**Records shown**
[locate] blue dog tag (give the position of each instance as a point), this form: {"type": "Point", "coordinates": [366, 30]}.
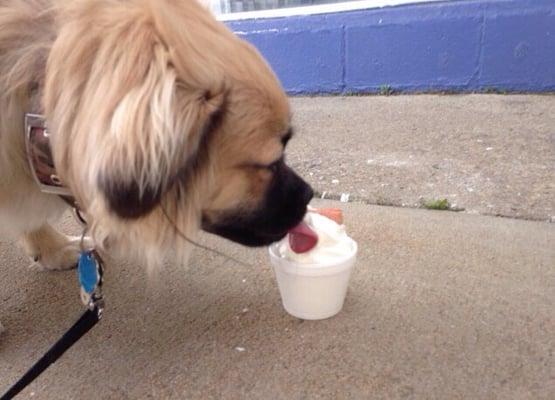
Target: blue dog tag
{"type": "Point", "coordinates": [88, 271]}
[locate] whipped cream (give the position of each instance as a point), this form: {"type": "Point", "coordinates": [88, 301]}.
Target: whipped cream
{"type": "Point", "coordinates": [333, 242]}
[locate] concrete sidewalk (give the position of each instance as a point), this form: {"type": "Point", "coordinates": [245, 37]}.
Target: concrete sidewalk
{"type": "Point", "coordinates": [487, 154]}
{"type": "Point", "coordinates": [441, 305]}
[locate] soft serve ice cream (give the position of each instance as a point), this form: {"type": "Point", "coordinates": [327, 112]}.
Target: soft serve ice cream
{"type": "Point", "coordinates": [317, 240]}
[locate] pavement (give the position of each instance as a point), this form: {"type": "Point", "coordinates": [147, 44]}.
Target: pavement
{"type": "Point", "coordinates": [441, 305]}
{"type": "Point", "coordinates": [486, 154]}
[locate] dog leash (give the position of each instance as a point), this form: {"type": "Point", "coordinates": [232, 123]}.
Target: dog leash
{"type": "Point", "coordinates": [89, 271]}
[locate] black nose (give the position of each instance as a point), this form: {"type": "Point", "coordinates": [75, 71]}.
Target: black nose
{"type": "Point", "coordinates": [308, 193]}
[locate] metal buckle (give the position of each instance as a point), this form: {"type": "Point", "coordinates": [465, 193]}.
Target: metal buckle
{"type": "Point", "coordinates": [39, 156]}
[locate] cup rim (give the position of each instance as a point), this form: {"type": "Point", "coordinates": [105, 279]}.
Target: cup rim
{"type": "Point", "coordinates": [272, 250]}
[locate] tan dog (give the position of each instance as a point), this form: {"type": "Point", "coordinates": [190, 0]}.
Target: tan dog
{"type": "Point", "coordinates": [161, 120]}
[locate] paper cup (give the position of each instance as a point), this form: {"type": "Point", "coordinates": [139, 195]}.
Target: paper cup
{"type": "Point", "coordinates": [313, 291]}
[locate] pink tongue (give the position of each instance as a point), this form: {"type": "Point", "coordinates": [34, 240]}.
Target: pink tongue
{"type": "Point", "coordinates": [302, 238]}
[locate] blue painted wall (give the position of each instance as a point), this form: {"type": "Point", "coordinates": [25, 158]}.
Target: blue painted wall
{"type": "Point", "coordinates": [463, 45]}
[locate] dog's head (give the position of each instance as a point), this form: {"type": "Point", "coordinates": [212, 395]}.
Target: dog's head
{"type": "Point", "coordinates": [162, 118]}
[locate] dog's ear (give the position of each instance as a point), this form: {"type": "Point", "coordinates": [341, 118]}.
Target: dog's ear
{"type": "Point", "coordinates": [155, 134]}
{"type": "Point", "coordinates": [134, 94]}
{"type": "Point", "coordinates": [157, 130]}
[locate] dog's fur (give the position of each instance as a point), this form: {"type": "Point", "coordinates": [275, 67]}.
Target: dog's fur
{"type": "Point", "coordinates": [161, 120]}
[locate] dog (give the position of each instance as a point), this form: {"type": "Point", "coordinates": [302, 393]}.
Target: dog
{"type": "Point", "coordinates": [162, 123]}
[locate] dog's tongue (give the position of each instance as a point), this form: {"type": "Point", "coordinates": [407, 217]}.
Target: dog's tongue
{"type": "Point", "coordinates": [302, 238]}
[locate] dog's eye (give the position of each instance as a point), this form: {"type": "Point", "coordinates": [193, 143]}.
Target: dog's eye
{"type": "Point", "coordinates": [273, 167]}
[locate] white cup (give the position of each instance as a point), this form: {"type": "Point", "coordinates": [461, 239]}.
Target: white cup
{"type": "Point", "coordinates": [313, 291]}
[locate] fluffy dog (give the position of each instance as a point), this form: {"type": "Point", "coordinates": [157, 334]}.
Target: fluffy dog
{"type": "Point", "coordinates": [162, 121]}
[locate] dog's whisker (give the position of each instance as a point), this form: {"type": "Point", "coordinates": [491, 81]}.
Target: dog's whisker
{"type": "Point", "coordinates": [182, 235]}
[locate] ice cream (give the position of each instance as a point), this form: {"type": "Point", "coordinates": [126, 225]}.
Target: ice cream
{"type": "Point", "coordinates": [323, 241]}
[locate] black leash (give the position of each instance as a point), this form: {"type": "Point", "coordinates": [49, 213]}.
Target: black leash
{"type": "Point", "coordinates": [82, 326]}
{"type": "Point", "coordinates": [90, 279]}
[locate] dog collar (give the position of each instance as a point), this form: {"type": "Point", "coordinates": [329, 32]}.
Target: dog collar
{"type": "Point", "coordinates": [41, 162]}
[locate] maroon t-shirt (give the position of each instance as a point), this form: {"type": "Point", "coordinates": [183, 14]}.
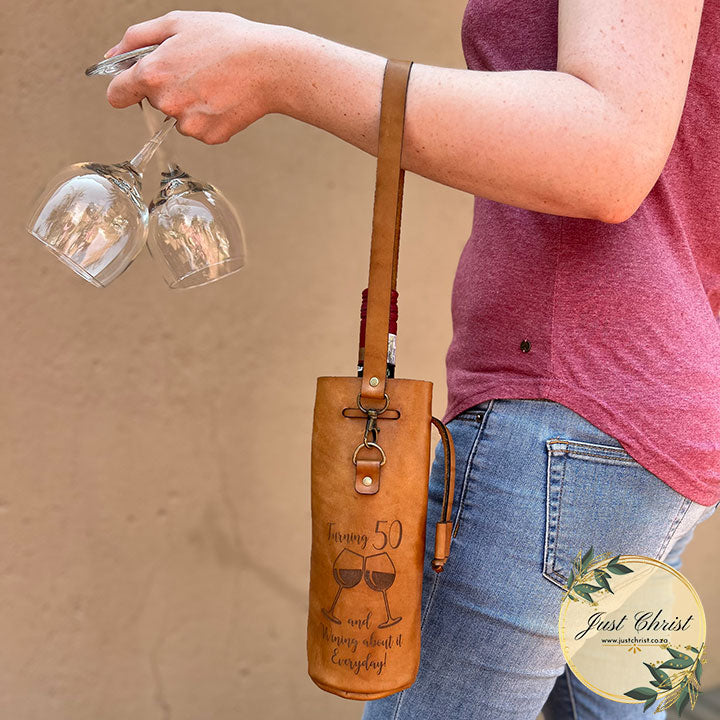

**Directions for this task**
Copy out all of the lines above word for word, leaving out the pictures.

**Result of the exercise**
[locate] blue dog tag (give the position of each instance as a point), this form: {"type": "Point", "coordinates": [366, 30]}.
Target: blue dog tag
{"type": "Point", "coordinates": [88, 271]}
[locate] whipped cream (give the position of each instance as a point), this form: {"type": "Point", "coordinates": [88, 301]}.
Target: whipped cream
{"type": "Point", "coordinates": [333, 242]}
[locate] concrete sidewalk (give the position of each instance as a point), this form: {"type": "Point", "coordinates": [245, 37]}.
Target: concrete sidewalk
{"type": "Point", "coordinates": [487, 154]}
{"type": "Point", "coordinates": [441, 305]}
[locate] soft serve ice cream (give the position of each instance as a point), this form: {"type": "Point", "coordinates": [327, 112]}.
Target: soft serve ice cream
{"type": "Point", "coordinates": [317, 240]}
[locate] pavement (give the position of each instance as a point), this form: {"type": "Point", "coordinates": [147, 44]}.
Target: pavement
{"type": "Point", "coordinates": [441, 305]}
{"type": "Point", "coordinates": [486, 154]}
[locate] dog leash (give the position of each instance as a point), this form: {"type": "Point", "coordinates": [232, 123]}.
Target: dog leash
{"type": "Point", "coordinates": [89, 271]}
[locate] black nose (give the position of each instance as a point), this form: {"type": "Point", "coordinates": [75, 71]}.
Target: black nose
{"type": "Point", "coordinates": [308, 193]}
[locate] metal buckle (give the position of each instance as a point), this form: {"type": "Point", "coordinates": [465, 193]}.
Target: metal buckle
{"type": "Point", "coordinates": [39, 156]}
[locate] cup rim (give the position of each instance as a point), this form: {"type": "Point", "coordinates": [105, 279]}.
Target: cup rim
{"type": "Point", "coordinates": [272, 250]}
[locate] tan dog (give the position of each instance as a point), this form: {"type": "Point", "coordinates": [190, 0]}.
Target: tan dog
{"type": "Point", "coordinates": [161, 120]}
[locate] paper cup (give the position of each instance as a point), this form: {"type": "Point", "coordinates": [139, 195]}.
Target: paper cup
{"type": "Point", "coordinates": [313, 291]}
[locate] pink tongue (give the position of each instance as a point), this form: {"type": "Point", "coordinates": [34, 240]}.
Target: pink tongue
{"type": "Point", "coordinates": [302, 238]}
[locate] blue painted wall (give the position of each instance as a point), this form: {"type": "Point", "coordinates": [25, 158]}.
Target: blue painted wall
{"type": "Point", "coordinates": [463, 45]}
[locate] dog's head (give the position of each instance as a point), this form: {"type": "Point", "coordinates": [212, 395]}.
Target: dog's head
{"type": "Point", "coordinates": [162, 118]}
[locate] dog's ear (give the position of each instance as a point), this form: {"type": "Point", "coordinates": [341, 118]}.
Target: dog's ear
{"type": "Point", "coordinates": [155, 134]}
{"type": "Point", "coordinates": [134, 94]}
{"type": "Point", "coordinates": [157, 130]}
[locate] dog's fur (give the position of each instance as a point), this form: {"type": "Point", "coordinates": [275, 67]}.
Target: dog's fur
{"type": "Point", "coordinates": [161, 120]}
[locate] dog (give the position of each instance as a point), this form: {"type": "Point", "coordinates": [302, 393]}.
Target: dog
{"type": "Point", "coordinates": [162, 123]}
[locate] dog's tongue (give the position of each instance as a point), this form: {"type": "Point", "coordinates": [407, 217]}.
Target: dog's tongue
{"type": "Point", "coordinates": [302, 238]}
[locate] dog's eye (give the position of each instance as a point), this form: {"type": "Point", "coordinates": [193, 143]}.
Target: dog's eye
{"type": "Point", "coordinates": [273, 167]}
[locate] white cup (give the position of each instance as a point), this form: {"type": "Point", "coordinates": [461, 239]}.
Target: white cup
{"type": "Point", "coordinates": [313, 291]}
[locate] fluffy dog (give the position of each instance as a point), this form: {"type": "Point", "coordinates": [157, 334]}.
Target: fluffy dog
{"type": "Point", "coordinates": [162, 121]}
[locate] dog's whisker (give the position of each instance as a point), this form: {"type": "Point", "coordinates": [491, 81]}.
Target: dog's whisker
{"type": "Point", "coordinates": [182, 235]}
[locate] ice cream (give the position of each instance as a point), this form: {"type": "Point", "coordinates": [126, 225]}.
Target: ice cream
{"type": "Point", "coordinates": [323, 241]}
[locate] black leash (give the position of each instance as a point), this form: {"type": "Point", "coordinates": [49, 213]}.
Target: black leash
{"type": "Point", "coordinates": [82, 326]}
{"type": "Point", "coordinates": [90, 279]}
[locate] dog collar (give the position of each instance as a point), this form: {"type": "Point", "coordinates": [329, 32]}.
Target: dog collar
{"type": "Point", "coordinates": [41, 162]}
[locate] maroon t-shirt (give the position of each instance as a point), this form: {"type": "Point", "coordinates": [183, 14]}.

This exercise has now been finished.